**What to do:**
Nothing but the pictures may be left out. Restate the rest of the entries word for word.
** Opening Task input block **
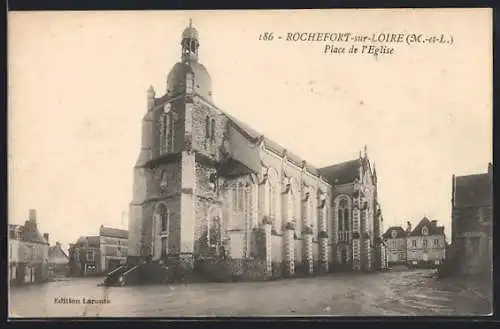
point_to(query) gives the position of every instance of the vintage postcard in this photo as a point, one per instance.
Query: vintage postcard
(250, 163)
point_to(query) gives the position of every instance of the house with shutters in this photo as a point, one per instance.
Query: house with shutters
(58, 261)
(395, 240)
(85, 257)
(28, 252)
(113, 243)
(426, 244)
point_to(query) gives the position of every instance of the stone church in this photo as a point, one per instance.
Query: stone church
(207, 186)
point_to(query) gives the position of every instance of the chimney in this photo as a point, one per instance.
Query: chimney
(408, 227)
(32, 216)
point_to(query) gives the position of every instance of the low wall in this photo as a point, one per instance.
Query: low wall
(231, 269)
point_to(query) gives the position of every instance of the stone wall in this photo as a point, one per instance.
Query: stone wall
(207, 146)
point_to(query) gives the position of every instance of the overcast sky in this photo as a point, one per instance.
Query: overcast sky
(77, 94)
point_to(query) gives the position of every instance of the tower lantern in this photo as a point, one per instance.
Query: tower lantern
(190, 43)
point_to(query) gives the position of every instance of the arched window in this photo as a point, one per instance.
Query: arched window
(241, 196)
(273, 195)
(169, 132)
(207, 127)
(346, 219)
(343, 218)
(212, 130)
(163, 181)
(163, 223)
(164, 217)
(214, 232)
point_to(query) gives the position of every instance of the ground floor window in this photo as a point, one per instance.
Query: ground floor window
(29, 274)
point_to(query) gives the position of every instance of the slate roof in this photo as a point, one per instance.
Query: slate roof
(472, 190)
(234, 168)
(341, 173)
(254, 135)
(399, 230)
(29, 233)
(55, 250)
(113, 232)
(88, 241)
(432, 228)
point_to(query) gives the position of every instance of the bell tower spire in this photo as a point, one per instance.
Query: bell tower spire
(190, 43)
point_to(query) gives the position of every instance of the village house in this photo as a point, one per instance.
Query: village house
(58, 261)
(84, 257)
(113, 245)
(98, 255)
(395, 240)
(426, 244)
(28, 252)
(472, 221)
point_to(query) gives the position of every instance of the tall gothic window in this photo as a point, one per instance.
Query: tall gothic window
(163, 216)
(212, 130)
(343, 218)
(273, 195)
(241, 196)
(346, 219)
(214, 232)
(169, 132)
(163, 182)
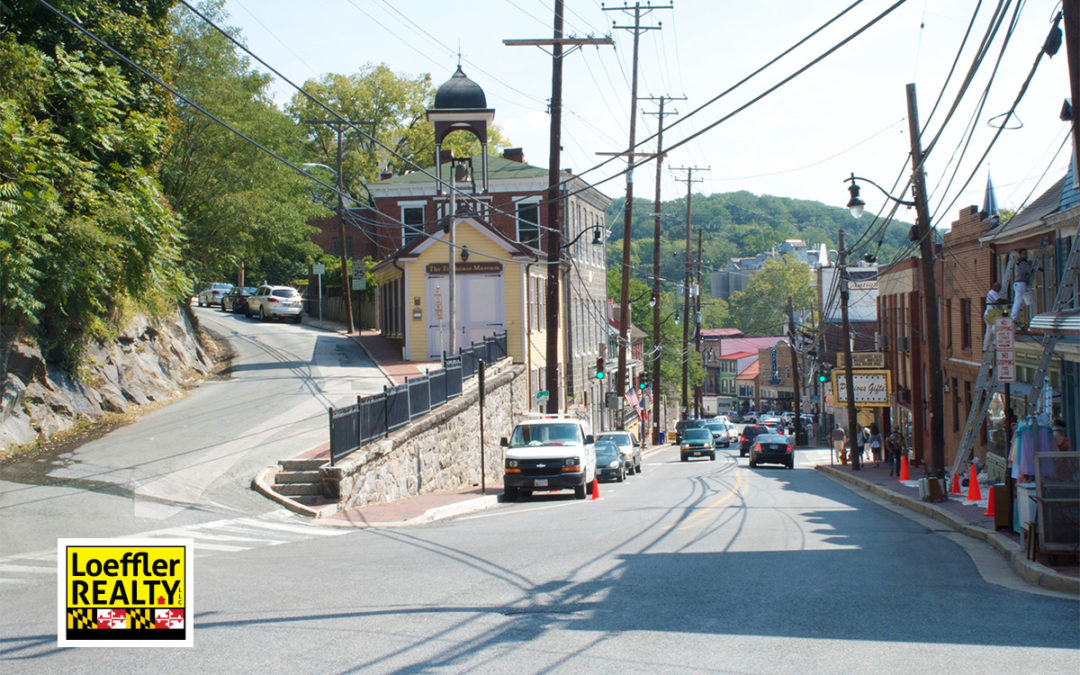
** Closing Task input block **
**Written solution:**
point_to(query) gives the position of every instance of the vintage postcard in this photo as a point, one per instance.
Query: vintage postcard
(250, 163)
point_to(query) gives the position of every instance of the house with shutters in this photo as a point, one per instance.
Query: house with shutters
(58, 261)
(395, 240)
(85, 257)
(28, 252)
(113, 243)
(426, 244)
point_to(query) gives the position of every instance of the stone church in this photo as a point, one per instance.
Query: stone church
(207, 186)
point_to(query) gives the position of every instance of the chimney in this photo as a point, one per instance.
Query: chimney
(408, 227)
(32, 216)
point_to(query) gives the position of every instance of the low wall in this photo as a point, one per instance.
Query: low wall
(231, 269)
point_to(query) gives the position of every instance of the stone wall in this photo as a point, one per instance.
Query: stone wall
(207, 146)
point_to(query) gives the position of every instance of the overcast sky in this photo as a point, one per instance.
Query: overcast sky
(77, 94)
point_to(query) gives the position of every instance of the tower lantern in this photo as a point, one per instance.
Query: tower lantern
(190, 43)
point_to(query) gives the position of every instance of the arched window in this photo as a point, one per instance.
Query: arched window
(241, 196)
(273, 195)
(169, 132)
(207, 127)
(346, 219)
(343, 218)
(212, 130)
(163, 181)
(163, 223)
(164, 217)
(214, 232)
point_to(query) gives the position of every instance of the ground floor window in this photo as a point, one per instance.
Query: ground floor window
(29, 274)
point_to(query) gives the position of every instance of the slate roof in this photo as a point, one per instance.
Query: slate roof
(472, 190)
(234, 168)
(341, 173)
(254, 135)
(399, 230)
(29, 233)
(55, 250)
(113, 232)
(88, 241)
(432, 228)
point_to(query) gives the position of every instance of the bell tower spire in this photo as a point, one per instance.
Query: bell tower spire
(190, 43)
point_to(query) gives the position of every instance of the village house in this photo as a point, one per instance.
Query: village house
(58, 261)
(84, 257)
(113, 245)
(98, 255)
(395, 240)
(426, 244)
(28, 252)
(472, 221)
point_to(query) gives the position of every instance of the tall gothic window in this photo as a point, one per instance.
Query: tall gothic window
(163, 216)
(212, 130)
(343, 218)
(273, 195)
(241, 196)
(346, 219)
(214, 232)
(169, 132)
(163, 182)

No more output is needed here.